___ Extract provided
Lululemon's Founder Thinks The Brand Needs Direction

Photo: Andrew Chin/Getty Images.
Last year, Lululemon's founder, Chip Wilson, officially left the brand he created in 1998 (he had his fair share of controversy during his time at the helm). He still owns a part of the brand, though — and he has opinions on how it should operate. If you want Wilson's unfiltered thoughts on the state of the company nowadays, you don't have to look far: He recently published all of them online.

When Lululemon's board of directors barred Wilson from speaking to fellow shareholders at an annual meeting, he decided to take matters into his own hands by publishing an open letter to shareholders on a dedicated site: Elevate Lululemon. Wilson argues that the brand "has lost its way" and is in need of a "call to action." He stresses that he "love[s] Lululemon and its employees" and that "he remain[s] its biggest believer and supporter." However, he's not as confident in current management and how it's handling greater competition in the athleisure space (which Lululemon arguably created — or at least had an instrumental role in growing).

Wilson cites a drop in stock performance compared to brands like Under Armour and Nike (as well as a decline in operating and net income) since current management was put in place as proof that Lululemon hasn't adapted to change as well as its competitors. He also calls for the board to be declassified (which means all members would be up for reelection next year, per the Wall Street Journal), as well as an immediate change in the company's immediate strategy. "As a long-term investor in Lululemon, I am uncomfortable with the lack of urgency, stewardship, and performance of our great company," Wilson concludes.
______
[Set task]
Answer these questions about the article on Lululemon's founder:
1. In what year did Chip Wilson create Lululemon?
2. What is the name of the site where Wilson published his open letter to shareholders?
3. Which two brands does Wilson compare Lululemon's stock performance against?
The lines after this point come from a separate source.
___ Data listing
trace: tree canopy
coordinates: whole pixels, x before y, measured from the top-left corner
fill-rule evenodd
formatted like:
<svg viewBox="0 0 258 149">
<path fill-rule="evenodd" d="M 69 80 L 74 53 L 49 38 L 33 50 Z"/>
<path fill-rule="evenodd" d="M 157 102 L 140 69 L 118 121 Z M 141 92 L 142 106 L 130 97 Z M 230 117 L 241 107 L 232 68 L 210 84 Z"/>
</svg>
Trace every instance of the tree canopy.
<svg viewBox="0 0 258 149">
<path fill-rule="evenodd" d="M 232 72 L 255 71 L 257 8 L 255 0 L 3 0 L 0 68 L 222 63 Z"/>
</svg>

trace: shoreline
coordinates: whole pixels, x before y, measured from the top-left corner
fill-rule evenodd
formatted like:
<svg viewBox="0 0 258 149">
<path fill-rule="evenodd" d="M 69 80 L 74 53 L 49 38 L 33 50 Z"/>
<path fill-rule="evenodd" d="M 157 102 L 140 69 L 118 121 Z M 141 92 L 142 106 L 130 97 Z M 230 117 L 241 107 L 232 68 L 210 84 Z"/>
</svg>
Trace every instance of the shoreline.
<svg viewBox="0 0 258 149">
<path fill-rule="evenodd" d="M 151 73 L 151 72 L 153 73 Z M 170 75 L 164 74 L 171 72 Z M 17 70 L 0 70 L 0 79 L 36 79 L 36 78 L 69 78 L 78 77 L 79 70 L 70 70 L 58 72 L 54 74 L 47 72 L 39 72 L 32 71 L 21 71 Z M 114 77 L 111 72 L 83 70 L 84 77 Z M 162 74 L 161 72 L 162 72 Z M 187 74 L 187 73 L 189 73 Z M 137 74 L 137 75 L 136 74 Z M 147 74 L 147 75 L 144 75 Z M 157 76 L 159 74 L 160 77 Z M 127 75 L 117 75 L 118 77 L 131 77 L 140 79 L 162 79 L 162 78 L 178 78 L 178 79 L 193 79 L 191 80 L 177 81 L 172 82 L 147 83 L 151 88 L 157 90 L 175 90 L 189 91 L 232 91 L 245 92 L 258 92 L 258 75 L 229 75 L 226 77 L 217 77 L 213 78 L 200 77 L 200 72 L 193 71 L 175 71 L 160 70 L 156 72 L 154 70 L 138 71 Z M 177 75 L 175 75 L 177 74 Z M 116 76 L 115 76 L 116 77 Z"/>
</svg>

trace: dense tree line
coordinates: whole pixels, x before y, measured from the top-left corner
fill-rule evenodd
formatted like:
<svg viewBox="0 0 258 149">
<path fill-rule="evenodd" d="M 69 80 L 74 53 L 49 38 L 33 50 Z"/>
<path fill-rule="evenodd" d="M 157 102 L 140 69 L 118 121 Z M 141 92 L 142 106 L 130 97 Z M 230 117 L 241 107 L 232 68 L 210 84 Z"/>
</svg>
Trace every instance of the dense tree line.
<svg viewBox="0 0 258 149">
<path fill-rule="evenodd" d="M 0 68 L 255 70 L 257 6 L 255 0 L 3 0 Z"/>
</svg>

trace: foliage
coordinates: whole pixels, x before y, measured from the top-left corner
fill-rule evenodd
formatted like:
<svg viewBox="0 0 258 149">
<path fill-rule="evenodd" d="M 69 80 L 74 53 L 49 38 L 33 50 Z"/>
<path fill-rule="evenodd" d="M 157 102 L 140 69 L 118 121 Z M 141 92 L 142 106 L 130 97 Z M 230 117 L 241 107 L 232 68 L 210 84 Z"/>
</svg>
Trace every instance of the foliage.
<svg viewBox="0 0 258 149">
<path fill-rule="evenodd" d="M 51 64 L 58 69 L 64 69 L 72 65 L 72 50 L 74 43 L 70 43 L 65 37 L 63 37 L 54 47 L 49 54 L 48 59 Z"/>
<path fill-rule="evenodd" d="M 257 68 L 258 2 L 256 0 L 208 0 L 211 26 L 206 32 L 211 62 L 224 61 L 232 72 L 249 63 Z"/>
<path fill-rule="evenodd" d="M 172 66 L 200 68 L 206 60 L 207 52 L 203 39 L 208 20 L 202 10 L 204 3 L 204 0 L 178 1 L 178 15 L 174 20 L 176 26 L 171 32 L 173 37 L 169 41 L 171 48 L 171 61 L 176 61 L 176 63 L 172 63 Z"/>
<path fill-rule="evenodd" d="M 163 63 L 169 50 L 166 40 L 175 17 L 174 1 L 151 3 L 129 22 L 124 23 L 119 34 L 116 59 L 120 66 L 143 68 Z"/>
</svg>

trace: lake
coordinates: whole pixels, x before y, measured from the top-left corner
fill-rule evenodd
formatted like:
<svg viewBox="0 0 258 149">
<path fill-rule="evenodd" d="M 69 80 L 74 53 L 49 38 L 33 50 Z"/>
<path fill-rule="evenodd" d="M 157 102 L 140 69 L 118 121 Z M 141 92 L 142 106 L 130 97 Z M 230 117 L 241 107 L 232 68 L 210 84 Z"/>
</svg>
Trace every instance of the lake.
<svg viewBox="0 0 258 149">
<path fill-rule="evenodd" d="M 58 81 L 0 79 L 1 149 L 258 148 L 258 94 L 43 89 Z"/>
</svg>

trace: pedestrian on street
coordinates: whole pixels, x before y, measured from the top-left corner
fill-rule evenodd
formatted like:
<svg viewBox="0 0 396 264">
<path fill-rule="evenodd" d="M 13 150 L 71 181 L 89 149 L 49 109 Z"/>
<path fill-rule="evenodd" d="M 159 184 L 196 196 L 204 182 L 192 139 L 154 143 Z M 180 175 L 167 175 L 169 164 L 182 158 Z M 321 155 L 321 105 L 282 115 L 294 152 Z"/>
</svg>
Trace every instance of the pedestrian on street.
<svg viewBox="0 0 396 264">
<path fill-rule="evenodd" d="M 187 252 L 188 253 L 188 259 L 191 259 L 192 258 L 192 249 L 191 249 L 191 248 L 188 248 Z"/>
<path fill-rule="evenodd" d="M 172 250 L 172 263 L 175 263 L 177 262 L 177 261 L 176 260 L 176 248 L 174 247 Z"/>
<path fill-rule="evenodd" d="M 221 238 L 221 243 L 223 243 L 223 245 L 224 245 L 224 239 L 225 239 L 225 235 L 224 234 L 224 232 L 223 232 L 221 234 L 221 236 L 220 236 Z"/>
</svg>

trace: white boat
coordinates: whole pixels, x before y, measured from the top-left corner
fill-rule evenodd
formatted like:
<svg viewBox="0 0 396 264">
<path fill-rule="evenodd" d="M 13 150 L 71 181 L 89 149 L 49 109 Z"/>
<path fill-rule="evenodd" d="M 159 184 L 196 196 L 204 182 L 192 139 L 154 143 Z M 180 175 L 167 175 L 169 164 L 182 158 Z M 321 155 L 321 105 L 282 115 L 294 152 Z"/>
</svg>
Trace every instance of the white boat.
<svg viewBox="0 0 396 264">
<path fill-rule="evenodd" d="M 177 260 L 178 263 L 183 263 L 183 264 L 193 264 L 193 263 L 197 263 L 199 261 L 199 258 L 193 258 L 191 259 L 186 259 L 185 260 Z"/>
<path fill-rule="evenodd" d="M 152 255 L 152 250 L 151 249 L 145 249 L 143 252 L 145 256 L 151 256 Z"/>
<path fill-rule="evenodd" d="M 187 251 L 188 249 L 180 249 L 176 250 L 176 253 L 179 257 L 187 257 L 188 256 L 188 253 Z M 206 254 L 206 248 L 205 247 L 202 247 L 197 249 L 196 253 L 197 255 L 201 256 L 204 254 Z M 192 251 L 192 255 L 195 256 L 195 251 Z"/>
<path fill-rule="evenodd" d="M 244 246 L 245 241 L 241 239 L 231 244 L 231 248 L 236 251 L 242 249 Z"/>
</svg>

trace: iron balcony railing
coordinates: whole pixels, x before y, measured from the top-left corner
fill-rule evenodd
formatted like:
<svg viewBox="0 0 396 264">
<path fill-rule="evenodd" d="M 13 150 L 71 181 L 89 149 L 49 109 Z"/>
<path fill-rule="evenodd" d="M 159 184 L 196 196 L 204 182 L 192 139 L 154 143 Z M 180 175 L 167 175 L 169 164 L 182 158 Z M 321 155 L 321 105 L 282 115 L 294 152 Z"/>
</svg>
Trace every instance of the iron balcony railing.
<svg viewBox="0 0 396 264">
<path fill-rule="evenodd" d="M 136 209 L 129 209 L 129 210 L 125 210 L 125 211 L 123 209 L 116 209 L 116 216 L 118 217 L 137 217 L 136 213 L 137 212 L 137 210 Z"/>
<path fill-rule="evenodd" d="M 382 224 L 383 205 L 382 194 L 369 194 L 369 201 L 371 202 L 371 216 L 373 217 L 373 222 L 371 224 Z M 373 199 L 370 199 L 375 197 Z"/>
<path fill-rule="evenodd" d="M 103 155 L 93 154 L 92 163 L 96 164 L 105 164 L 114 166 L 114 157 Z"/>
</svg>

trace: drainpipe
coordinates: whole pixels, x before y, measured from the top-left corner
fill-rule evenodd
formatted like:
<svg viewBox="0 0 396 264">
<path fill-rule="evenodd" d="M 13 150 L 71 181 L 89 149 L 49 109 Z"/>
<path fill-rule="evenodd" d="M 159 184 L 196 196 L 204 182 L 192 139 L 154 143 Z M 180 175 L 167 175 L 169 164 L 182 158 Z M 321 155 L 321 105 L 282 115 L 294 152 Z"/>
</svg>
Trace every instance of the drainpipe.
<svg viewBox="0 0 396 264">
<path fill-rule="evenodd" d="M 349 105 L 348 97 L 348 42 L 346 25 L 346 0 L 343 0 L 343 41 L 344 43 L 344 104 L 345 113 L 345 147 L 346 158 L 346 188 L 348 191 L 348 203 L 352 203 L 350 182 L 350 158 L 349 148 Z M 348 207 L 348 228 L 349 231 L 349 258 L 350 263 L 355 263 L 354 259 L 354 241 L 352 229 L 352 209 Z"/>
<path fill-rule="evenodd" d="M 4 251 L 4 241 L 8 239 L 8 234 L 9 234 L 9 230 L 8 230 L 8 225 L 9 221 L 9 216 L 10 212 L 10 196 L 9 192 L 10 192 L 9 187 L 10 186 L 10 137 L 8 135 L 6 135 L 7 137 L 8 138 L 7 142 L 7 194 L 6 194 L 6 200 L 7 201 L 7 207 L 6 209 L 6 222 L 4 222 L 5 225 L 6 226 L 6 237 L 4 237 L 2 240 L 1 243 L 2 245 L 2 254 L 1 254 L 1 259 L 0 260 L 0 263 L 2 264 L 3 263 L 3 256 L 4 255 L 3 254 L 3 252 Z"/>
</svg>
______
[Task solution]
1. 1998
2. Elevate Lululemon
3. Under Armour and Nike